- _PAGE EXTRACT_
━━━━
The telescope and its dome were built by Electro Optics Systems of Canberra. As the telescope has an alt-azimuth mounting, its dome is compact and snug: the minimum clearance as the telescope moves is about 4 cm.

==Camera and filters==
The camera is a tiled mosaic of 32 CCD chips, each with 2k x 4k pixels, arranged in a 4 x 8 array.

The six filters used to take observations are set in a photometric system partly similar to that of the Sloan survey, to aid in comparison of the two sets of observations. These similar filters are the visible and near-infrared passbands named g, r, i and z. SkyMapper has additional, distinctive ultraviolet filters, a Strömgren system-like u, and a unique narrow v near 4000Å. These two filters bracket the Balmer jump of stars' spectra, and allow the survey to detect the population of metal-poor stars within the Milky Way.
━━━━
Natural-language descriptions of regions:
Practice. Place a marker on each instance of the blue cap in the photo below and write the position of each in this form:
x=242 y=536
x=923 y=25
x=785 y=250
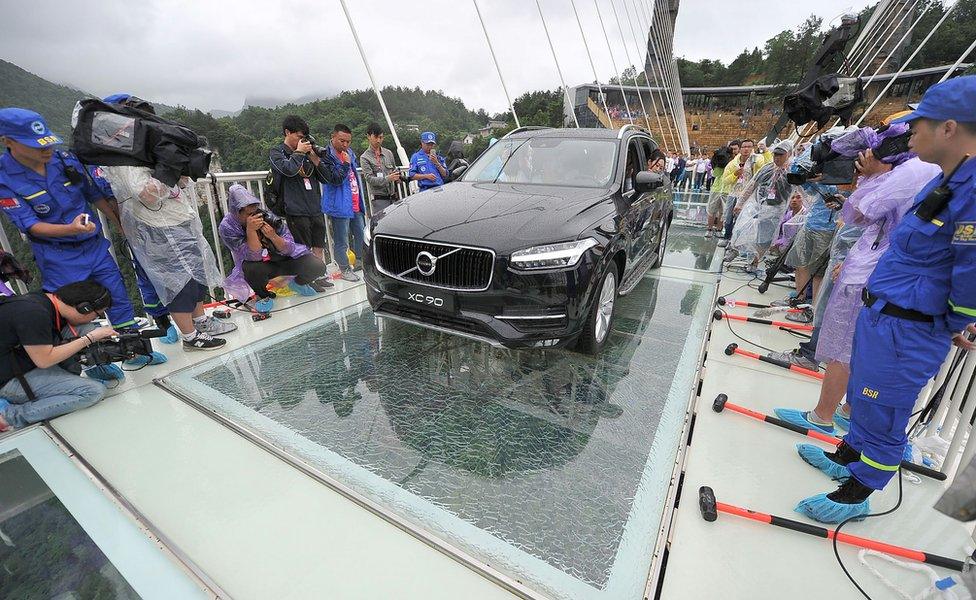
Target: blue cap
x=953 y=99
x=116 y=98
x=27 y=127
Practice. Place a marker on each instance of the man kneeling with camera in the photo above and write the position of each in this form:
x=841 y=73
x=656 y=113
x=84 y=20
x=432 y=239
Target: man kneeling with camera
x=263 y=248
x=39 y=370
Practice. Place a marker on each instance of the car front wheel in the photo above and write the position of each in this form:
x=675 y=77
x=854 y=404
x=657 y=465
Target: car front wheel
x=600 y=319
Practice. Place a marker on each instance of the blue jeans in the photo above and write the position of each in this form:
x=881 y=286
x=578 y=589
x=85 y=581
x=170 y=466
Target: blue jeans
x=58 y=392
x=340 y=238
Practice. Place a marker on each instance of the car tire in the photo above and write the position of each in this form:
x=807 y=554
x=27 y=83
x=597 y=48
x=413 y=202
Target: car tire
x=662 y=243
x=599 y=321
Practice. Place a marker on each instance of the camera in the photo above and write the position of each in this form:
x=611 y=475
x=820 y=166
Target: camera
x=122 y=347
x=832 y=157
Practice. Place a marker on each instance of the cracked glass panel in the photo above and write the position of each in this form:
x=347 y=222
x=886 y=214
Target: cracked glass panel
x=44 y=552
x=688 y=249
x=549 y=465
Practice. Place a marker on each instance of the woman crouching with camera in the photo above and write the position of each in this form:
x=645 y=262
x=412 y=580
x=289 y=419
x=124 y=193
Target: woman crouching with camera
x=263 y=248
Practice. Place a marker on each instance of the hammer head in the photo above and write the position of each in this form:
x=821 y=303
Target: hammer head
x=706 y=503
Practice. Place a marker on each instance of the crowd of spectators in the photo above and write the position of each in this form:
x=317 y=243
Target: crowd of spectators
x=279 y=243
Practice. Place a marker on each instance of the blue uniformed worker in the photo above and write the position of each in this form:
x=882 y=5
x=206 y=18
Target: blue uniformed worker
x=920 y=300
x=427 y=167
x=150 y=299
x=47 y=194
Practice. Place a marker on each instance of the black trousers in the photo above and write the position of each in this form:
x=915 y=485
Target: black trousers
x=258 y=273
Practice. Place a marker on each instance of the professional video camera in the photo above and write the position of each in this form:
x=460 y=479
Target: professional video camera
x=832 y=156
x=122 y=347
x=123 y=135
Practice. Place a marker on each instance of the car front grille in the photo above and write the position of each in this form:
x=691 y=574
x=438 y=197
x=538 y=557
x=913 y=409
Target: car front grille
x=457 y=267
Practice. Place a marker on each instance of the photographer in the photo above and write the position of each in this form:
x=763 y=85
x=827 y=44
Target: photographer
x=299 y=173
x=164 y=232
x=920 y=299
x=263 y=248
x=379 y=170
x=36 y=382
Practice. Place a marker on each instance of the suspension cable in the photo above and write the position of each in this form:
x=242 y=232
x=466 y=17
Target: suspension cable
x=404 y=160
x=956 y=64
x=633 y=34
x=627 y=55
x=856 y=57
x=596 y=77
x=494 y=59
x=907 y=62
x=654 y=71
x=545 y=27
x=613 y=63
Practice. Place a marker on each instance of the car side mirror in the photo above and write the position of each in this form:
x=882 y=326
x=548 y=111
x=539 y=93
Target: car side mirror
x=648 y=181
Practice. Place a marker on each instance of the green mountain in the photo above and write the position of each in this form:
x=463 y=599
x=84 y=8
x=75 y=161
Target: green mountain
x=26 y=90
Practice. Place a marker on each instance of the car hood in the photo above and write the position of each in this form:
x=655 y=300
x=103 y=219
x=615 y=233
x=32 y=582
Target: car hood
x=500 y=216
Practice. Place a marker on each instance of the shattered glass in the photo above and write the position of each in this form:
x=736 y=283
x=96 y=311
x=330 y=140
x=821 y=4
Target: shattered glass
x=549 y=465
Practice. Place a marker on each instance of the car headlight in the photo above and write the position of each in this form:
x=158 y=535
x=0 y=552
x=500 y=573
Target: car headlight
x=552 y=256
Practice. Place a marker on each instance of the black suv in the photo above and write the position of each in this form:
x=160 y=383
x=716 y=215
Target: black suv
x=531 y=246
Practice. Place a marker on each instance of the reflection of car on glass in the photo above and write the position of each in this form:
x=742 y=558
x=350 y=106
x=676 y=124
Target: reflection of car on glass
x=531 y=246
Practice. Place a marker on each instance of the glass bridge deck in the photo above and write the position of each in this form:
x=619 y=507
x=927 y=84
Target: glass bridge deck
x=551 y=466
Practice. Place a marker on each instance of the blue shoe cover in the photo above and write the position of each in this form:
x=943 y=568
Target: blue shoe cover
x=841 y=421
x=799 y=418
x=172 y=335
x=301 y=290
x=156 y=358
x=823 y=509
x=815 y=456
x=264 y=304
x=109 y=372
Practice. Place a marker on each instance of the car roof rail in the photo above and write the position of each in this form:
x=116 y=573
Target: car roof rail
x=525 y=128
x=625 y=128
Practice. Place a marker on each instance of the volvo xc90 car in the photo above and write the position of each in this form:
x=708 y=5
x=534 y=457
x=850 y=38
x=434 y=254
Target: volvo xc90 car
x=531 y=246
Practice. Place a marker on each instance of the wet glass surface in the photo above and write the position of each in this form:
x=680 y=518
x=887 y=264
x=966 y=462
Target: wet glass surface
x=44 y=552
x=549 y=452
x=688 y=249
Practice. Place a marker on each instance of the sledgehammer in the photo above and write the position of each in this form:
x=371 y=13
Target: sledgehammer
x=722 y=402
x=710 y=508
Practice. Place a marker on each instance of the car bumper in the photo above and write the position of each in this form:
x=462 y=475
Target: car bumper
x=519 y=309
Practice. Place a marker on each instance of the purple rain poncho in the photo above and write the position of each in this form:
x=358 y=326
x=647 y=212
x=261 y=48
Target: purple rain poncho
x=878 y=205
x=232 y=235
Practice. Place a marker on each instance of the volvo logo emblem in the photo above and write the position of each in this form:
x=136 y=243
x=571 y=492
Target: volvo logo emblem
x=426 y=263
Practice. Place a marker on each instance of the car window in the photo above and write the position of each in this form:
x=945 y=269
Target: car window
x=547 y=161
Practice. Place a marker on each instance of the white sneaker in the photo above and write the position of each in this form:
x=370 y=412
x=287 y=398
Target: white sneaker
x=212 y=326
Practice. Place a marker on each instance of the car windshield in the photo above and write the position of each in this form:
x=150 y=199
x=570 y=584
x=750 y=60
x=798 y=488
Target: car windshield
x=547 y=161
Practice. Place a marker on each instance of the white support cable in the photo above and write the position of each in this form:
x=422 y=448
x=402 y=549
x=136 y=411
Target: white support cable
x=878 y=29
x=613 y=62
x=956 y=64
x=596 y=77
x=545 y=27
x=404 y=160
x=638 y=9
x=627 y=55
x=491 y=49
x=675 y=80
x=647 y=79
x=904 y=65
x=880 y=8
x=894 y=30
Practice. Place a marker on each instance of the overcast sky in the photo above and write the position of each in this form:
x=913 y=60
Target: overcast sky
x=213 y=54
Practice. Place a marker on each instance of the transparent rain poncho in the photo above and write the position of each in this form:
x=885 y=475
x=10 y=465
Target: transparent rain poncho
x=163 y=229
x=766 y=199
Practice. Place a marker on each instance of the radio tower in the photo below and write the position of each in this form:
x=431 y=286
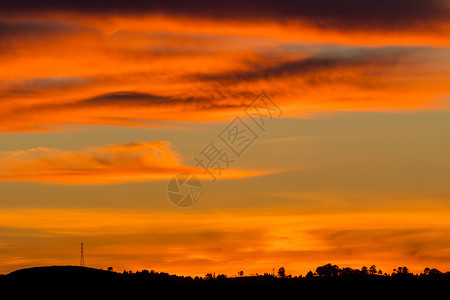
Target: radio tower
x=82 y=256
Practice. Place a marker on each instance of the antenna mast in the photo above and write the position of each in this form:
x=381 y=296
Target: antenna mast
x=82 y=256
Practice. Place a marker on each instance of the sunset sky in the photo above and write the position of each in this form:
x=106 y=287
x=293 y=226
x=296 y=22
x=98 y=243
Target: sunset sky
x=103 y=102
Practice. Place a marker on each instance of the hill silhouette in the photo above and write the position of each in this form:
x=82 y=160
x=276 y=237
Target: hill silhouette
x=326 y=278
x=62 y=273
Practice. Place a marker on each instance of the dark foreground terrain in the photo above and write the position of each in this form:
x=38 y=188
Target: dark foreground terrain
x=76 y=278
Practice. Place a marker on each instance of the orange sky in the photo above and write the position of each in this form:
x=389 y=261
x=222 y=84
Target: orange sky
x=102 y=104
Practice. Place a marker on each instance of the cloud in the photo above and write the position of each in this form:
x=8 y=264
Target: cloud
x=138 y=161
x=324 y=13
x=130 y=162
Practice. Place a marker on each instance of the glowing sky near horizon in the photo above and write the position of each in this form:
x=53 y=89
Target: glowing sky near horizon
x=101 y=103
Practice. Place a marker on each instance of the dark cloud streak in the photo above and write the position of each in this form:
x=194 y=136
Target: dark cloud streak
x=347 y=14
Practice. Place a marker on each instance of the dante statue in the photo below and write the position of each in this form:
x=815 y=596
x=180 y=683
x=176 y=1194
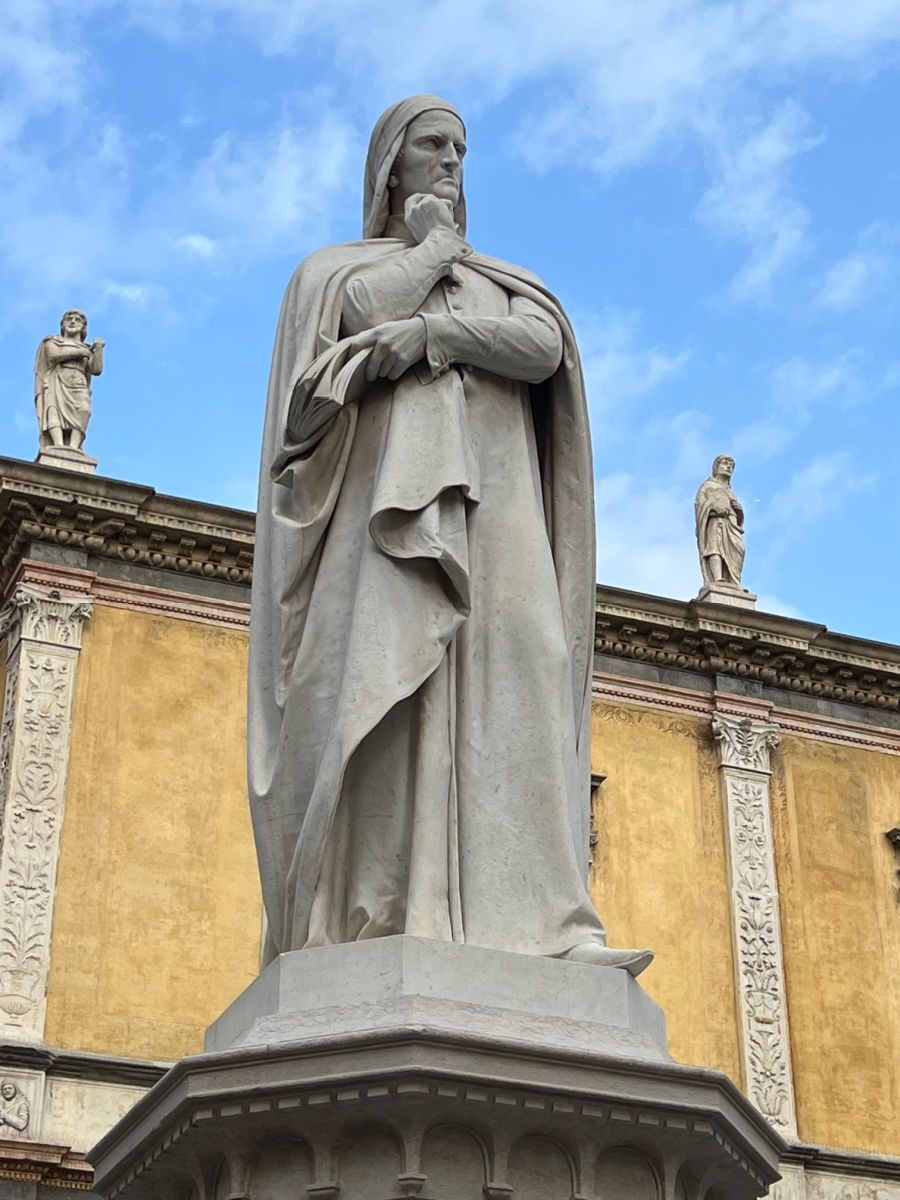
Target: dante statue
x=63 y=372
x=423 y=606
x=720 y=527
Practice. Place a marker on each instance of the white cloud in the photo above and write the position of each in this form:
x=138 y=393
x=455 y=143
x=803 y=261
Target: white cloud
x=630 y=82
x=645 y=537
x=769 y=603
x=276 y=185
x=851 y=280
x=618 y=369
x=138 y=294
x=819 y=489
x=801 y=389
x=197 y=245
x=750 y=199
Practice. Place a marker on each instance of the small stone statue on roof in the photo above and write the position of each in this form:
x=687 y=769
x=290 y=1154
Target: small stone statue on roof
x=15 y=1110
x=720 y=538
x=64 y=366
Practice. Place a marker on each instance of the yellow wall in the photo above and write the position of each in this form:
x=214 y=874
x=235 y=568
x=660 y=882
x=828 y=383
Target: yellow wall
x=660 y=874
x=840 y=917
x=157 y=913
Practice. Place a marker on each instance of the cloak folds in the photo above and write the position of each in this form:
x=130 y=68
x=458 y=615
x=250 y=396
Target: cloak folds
x=406 y=595
x=61 y=388
x=719 y=521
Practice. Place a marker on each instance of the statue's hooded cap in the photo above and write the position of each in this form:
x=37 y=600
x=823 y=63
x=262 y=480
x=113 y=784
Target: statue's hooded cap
x=383 y=149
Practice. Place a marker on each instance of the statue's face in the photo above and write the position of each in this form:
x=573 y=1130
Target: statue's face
x=73 y=324
x=431 y=157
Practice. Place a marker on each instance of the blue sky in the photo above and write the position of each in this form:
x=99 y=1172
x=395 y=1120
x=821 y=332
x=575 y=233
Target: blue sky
x=712 y=189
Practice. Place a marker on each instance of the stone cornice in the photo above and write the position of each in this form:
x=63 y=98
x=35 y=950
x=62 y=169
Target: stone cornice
x=778 y=652
x=132 y=525
x=108 y=519
x=53 y=1167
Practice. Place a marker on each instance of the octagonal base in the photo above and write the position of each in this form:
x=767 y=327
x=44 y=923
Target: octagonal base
x=409 y=1068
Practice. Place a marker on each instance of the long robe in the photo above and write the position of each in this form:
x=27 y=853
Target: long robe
x=421 y=634
x=720 y=531
x=63 y=394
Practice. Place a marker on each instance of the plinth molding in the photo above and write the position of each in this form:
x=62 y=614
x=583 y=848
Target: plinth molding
x=43 y=639
x=744 y=748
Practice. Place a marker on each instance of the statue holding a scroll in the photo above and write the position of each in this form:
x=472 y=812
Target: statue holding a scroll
x=64 y=367
x=423 y=616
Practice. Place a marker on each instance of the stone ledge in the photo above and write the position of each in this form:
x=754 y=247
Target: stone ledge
x=444 y=989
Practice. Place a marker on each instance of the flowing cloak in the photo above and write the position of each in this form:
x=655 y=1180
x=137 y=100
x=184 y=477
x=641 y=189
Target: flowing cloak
x=719 y=534
x=63 y=387
x=401 y=629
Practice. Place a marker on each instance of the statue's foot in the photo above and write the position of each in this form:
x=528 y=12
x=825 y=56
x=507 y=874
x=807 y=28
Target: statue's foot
x=634 y=961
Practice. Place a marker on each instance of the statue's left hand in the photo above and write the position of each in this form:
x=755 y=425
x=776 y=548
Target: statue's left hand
x=396 y=346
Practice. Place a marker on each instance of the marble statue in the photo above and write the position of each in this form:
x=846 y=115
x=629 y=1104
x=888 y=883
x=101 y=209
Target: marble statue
x=720 y=528
x=15 y=1111
x=423 y=610
x=63 y=372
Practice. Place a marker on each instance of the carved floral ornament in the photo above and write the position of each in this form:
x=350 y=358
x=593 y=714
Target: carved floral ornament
x=744 y=743
x=45 y=633
x=45 y=616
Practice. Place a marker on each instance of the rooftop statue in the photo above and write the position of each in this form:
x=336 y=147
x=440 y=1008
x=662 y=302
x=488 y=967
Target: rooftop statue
x=423 y=616
x=720 y=529
x=63 y=373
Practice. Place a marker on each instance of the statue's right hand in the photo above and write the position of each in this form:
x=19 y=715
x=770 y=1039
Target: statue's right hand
x=426 y=214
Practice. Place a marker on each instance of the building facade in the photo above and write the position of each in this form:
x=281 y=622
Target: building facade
x=745 y=808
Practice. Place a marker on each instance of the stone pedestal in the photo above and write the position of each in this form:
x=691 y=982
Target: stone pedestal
x=403 y=1067
x=67 y=459
x=720 y=593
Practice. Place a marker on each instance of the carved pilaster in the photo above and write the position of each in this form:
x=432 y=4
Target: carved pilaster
x=744 y=749
x=43 y=637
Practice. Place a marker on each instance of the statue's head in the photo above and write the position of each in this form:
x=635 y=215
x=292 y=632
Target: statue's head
x=417 y=145
x=73 y=324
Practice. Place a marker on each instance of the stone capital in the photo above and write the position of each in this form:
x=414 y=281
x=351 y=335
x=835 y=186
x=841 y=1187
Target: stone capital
x=744 y=744
x=46 y=616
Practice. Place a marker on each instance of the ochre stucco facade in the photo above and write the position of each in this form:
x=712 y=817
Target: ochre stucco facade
x=157 y=916
x=840 y=921
x=659 y=875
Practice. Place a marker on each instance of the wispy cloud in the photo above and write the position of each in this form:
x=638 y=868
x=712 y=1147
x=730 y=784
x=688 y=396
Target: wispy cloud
x=853 y=279
x=197 y=245
x=814 y=491
x=802 y=389
x=751 y=199
x=619 y=369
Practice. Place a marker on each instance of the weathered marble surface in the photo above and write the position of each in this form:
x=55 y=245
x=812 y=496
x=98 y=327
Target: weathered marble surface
x=720 y=538
x=64 y=366
x=435 y=1105
x=421 y=628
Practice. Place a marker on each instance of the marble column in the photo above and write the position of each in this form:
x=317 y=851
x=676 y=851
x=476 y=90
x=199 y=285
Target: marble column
x=43 y=637
x=744 y=748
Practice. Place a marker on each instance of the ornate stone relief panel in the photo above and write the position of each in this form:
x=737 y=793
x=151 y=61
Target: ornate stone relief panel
x=744 y=749
x=43 y=634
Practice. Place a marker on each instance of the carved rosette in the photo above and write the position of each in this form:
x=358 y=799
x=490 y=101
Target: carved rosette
x=744 y=748
x=43 y=636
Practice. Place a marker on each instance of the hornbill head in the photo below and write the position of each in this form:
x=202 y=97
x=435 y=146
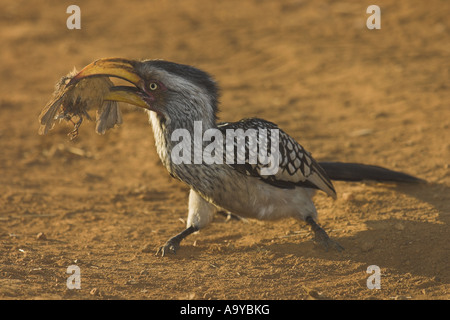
━━━━
- _ACTIVITY A_
According to the SkyMapper telescope text, what is the minimum clearance between the telescope and its dome as the telescope moves?
- _ACTIVITY B_
Write a continuation of the SkyMapper telescope text, beginning after its last sentence.

- _TASK ANSWER A_
About 4 cm.

- _TASK ANSWER B_
==Data==
The stars, galaxies and asteroids observed in the survey (expected to be about a billion) will be extracted from each image and made publicly available via an Internet query form. The main dataset of the survey will be stored and processed at the ANU supercomputing facility.

The star SMSS J031300.36-670839.3, one of the oldest known stars in the Universe, was discovered by a team led by Australian National University astronomers in early 2014.